Locate each line in the rows that contains the word "leaf" and copy it. Case counts.

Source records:
################
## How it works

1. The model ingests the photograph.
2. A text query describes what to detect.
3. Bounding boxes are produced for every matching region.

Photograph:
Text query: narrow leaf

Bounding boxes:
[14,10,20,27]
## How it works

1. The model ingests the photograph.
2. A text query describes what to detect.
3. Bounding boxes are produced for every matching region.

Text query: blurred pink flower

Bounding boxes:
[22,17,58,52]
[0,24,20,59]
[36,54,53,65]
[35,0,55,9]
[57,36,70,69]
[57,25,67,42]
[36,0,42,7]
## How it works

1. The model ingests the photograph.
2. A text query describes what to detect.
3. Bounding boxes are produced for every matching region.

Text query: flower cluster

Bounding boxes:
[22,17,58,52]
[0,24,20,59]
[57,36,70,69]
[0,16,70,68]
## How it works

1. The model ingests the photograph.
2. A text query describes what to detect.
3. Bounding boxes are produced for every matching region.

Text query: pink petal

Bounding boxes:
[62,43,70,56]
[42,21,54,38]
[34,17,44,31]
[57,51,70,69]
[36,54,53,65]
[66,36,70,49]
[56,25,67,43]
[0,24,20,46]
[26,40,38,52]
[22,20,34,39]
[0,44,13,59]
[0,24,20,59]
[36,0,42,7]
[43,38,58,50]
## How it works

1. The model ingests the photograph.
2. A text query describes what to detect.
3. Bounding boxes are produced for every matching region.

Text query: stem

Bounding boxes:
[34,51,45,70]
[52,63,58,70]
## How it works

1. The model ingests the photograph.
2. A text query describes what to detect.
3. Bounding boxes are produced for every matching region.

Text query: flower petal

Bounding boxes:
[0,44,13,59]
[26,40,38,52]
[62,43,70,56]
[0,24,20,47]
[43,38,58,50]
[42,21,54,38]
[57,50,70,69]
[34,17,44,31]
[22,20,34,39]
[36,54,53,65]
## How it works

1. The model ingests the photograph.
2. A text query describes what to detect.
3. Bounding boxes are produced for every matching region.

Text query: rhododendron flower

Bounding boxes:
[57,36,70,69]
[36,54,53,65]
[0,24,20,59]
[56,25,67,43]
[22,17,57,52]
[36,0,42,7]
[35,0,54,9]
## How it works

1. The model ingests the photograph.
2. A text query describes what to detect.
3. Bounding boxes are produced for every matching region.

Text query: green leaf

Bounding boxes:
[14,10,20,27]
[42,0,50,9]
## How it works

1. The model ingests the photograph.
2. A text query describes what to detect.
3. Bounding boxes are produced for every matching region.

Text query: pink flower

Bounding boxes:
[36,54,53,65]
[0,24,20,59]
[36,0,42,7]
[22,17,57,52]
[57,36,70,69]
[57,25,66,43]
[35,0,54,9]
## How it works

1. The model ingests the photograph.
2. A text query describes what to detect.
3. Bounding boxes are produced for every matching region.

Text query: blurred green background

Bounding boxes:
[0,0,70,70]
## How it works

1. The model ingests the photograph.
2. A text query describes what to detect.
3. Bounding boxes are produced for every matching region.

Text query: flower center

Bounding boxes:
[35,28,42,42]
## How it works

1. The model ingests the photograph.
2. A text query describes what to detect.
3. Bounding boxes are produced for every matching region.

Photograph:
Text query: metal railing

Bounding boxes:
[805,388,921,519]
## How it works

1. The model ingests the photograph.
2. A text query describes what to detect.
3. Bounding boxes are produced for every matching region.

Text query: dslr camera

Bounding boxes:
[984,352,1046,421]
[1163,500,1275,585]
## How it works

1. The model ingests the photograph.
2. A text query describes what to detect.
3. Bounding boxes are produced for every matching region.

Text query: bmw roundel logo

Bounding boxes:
################
### OUTPUT OF THE EXERCISE
Text query: narrow leaf
Text query: green leaf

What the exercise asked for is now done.